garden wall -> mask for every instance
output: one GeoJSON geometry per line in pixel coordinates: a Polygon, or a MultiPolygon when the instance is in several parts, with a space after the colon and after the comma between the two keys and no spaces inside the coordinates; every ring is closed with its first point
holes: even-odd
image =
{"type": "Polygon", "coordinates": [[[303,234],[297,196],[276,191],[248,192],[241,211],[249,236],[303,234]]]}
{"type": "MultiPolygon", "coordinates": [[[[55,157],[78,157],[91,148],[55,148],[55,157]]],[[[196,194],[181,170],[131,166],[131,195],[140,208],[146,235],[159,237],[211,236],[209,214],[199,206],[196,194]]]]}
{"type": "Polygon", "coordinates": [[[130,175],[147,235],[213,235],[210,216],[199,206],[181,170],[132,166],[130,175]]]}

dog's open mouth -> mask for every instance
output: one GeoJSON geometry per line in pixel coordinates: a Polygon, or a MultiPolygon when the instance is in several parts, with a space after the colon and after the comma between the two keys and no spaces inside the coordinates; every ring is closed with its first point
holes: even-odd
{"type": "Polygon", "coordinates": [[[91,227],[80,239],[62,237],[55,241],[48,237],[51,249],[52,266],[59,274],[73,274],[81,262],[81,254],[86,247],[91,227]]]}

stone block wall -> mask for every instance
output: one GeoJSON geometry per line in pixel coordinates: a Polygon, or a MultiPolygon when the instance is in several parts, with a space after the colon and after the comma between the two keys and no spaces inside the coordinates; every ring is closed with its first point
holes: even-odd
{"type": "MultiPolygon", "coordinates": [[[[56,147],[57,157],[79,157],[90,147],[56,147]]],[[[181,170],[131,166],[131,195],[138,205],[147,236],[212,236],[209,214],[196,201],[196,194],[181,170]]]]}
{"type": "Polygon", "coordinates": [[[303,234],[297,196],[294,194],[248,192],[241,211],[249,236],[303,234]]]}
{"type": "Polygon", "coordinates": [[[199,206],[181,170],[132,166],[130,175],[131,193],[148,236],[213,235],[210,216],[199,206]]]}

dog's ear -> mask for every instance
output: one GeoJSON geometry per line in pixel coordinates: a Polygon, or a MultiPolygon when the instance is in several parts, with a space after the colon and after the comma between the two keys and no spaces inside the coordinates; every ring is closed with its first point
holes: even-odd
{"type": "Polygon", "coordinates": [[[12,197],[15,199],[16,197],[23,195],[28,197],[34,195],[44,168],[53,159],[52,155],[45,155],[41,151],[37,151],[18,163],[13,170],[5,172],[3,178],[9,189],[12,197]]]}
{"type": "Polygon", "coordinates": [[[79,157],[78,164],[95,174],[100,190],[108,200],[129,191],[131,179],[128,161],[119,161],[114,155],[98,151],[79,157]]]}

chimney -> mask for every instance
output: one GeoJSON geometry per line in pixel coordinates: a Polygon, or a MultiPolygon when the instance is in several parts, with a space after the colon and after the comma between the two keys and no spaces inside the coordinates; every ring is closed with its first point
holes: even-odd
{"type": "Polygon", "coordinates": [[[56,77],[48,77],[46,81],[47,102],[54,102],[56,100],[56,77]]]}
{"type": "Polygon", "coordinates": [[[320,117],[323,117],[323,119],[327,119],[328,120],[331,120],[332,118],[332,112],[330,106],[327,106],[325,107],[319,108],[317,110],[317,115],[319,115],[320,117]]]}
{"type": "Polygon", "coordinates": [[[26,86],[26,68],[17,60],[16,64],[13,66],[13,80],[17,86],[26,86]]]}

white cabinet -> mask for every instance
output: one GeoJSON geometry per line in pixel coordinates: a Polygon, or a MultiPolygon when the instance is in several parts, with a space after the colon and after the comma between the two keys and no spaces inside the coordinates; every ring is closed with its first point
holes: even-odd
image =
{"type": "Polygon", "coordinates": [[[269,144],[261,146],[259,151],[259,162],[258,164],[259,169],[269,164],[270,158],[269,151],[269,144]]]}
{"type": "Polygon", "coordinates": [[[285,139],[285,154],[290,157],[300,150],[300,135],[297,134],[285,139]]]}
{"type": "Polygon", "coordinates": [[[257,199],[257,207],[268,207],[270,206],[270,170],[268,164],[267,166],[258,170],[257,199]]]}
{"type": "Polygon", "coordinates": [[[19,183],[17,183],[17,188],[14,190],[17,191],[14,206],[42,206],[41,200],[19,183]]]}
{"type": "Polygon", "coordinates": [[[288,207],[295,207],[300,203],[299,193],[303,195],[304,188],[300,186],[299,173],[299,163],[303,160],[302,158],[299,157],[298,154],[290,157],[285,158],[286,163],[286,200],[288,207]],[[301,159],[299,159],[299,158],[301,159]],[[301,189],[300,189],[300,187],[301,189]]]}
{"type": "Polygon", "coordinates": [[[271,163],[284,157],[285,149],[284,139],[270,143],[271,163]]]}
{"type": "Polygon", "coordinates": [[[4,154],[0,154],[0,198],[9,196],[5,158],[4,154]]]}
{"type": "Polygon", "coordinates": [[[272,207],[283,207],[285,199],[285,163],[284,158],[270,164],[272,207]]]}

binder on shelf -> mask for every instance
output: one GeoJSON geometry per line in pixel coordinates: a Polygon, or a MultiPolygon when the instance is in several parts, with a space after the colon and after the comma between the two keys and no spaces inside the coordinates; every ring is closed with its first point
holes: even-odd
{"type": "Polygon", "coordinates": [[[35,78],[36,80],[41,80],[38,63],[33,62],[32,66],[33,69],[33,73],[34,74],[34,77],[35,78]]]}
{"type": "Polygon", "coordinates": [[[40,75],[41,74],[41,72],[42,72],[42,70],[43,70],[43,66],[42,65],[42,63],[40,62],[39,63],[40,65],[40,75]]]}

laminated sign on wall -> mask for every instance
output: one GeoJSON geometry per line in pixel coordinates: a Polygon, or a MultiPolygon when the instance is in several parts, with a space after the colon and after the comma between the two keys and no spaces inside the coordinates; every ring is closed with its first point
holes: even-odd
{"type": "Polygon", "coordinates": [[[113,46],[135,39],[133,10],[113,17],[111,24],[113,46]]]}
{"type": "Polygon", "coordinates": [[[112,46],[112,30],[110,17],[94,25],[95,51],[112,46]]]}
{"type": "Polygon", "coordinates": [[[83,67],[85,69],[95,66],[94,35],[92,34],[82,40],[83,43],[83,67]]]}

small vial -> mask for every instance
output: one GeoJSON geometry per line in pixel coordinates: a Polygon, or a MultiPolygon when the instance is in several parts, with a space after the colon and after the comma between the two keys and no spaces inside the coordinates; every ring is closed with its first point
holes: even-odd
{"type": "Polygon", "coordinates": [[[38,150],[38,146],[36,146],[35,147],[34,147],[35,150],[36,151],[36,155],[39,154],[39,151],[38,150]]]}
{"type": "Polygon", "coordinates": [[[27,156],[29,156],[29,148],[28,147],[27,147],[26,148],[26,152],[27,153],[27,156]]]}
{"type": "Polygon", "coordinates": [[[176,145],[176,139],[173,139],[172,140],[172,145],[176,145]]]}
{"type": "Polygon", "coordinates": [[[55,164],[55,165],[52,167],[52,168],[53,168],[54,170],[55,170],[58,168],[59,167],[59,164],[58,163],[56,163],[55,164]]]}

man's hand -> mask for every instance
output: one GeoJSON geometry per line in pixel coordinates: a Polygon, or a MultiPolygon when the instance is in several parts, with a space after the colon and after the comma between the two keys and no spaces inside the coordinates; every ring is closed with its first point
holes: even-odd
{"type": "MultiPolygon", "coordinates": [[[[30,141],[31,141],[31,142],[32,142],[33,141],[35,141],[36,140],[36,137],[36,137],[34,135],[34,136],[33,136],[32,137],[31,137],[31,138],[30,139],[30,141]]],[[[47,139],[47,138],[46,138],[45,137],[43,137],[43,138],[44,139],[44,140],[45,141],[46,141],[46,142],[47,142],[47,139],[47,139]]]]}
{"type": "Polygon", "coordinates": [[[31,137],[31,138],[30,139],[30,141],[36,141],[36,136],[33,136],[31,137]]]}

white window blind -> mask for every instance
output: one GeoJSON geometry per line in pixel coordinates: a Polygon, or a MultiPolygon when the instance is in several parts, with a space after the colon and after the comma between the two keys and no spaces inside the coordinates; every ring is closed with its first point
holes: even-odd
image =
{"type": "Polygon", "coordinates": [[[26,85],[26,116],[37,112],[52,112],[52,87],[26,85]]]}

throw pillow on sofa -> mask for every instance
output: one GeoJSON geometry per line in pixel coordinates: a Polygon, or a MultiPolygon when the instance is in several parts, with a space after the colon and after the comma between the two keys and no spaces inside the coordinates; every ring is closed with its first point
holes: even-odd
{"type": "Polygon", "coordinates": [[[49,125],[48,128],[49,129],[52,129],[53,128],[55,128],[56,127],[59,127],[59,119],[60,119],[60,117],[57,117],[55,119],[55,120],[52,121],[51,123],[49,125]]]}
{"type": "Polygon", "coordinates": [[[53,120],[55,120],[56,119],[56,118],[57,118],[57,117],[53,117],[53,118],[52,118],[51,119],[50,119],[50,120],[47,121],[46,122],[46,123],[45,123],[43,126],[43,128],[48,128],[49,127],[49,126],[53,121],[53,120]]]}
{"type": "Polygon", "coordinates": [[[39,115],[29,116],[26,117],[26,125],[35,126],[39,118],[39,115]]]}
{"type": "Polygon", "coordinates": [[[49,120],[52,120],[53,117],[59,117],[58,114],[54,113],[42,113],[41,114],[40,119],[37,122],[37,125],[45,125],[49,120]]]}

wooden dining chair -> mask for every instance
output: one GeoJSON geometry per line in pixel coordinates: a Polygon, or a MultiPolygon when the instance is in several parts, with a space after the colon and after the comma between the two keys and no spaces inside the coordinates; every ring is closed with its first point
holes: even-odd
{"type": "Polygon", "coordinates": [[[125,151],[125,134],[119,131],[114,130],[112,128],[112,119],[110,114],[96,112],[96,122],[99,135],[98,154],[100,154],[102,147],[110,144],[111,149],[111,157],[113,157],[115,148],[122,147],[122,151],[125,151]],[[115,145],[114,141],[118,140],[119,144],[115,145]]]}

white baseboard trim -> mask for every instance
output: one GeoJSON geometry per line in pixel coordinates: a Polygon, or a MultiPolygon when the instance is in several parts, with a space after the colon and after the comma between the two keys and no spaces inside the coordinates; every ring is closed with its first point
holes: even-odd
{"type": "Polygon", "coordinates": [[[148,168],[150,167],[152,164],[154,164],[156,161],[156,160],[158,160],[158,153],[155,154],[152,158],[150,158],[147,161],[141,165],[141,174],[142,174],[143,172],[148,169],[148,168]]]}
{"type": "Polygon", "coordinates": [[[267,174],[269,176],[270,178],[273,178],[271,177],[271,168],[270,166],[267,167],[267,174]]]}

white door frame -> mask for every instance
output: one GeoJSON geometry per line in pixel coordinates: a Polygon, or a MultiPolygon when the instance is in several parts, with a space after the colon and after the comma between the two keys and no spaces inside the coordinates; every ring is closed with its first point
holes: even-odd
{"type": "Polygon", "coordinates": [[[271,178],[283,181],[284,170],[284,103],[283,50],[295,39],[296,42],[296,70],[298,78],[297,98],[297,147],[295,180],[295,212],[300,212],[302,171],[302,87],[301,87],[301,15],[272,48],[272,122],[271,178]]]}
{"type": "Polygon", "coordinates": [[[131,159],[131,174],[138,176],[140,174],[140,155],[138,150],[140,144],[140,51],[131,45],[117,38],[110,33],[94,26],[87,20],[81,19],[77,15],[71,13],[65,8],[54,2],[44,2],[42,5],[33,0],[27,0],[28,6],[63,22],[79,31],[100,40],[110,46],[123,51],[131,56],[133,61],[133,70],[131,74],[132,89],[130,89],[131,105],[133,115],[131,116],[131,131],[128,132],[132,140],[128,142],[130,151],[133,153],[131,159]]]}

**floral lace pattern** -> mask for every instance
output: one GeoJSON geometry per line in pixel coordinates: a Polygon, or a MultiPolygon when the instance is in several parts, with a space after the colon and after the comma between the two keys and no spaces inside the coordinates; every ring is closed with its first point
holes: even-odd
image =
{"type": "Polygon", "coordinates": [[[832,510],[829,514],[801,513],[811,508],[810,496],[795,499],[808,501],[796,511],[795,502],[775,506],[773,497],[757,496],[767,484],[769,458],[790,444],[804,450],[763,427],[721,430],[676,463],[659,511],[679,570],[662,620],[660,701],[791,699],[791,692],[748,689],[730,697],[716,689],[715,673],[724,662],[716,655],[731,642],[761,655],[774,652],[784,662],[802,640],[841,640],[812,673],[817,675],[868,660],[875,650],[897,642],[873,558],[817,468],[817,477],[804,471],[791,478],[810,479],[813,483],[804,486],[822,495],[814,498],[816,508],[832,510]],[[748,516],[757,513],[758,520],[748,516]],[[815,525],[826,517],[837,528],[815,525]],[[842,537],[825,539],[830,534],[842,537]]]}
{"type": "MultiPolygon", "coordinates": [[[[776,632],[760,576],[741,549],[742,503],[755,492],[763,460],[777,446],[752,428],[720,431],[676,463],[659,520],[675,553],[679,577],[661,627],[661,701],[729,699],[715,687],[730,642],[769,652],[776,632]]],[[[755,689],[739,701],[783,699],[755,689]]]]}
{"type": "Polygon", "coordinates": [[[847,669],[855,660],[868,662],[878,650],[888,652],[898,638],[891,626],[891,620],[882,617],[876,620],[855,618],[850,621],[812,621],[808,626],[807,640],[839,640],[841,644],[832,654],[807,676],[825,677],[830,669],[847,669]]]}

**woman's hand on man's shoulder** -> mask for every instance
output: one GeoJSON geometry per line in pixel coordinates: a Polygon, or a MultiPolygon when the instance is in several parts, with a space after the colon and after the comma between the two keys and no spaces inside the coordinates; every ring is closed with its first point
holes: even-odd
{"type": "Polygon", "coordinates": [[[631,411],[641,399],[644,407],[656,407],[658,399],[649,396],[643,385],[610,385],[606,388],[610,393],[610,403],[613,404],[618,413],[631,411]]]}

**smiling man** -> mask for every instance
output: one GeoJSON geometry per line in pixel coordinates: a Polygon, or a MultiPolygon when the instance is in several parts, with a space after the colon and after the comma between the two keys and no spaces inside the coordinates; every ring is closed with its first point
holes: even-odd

§ §

* _Aufgabe_: Geben Sie aus den obigen Datensätzen jede Zeile unverändert zurück, in der das Wort „wall“ vorkommt.

* _Lösung_:
garden wall -> mask for every instance
stone block wall -> mask for every instance
laminated sign on wall -> mask for every instance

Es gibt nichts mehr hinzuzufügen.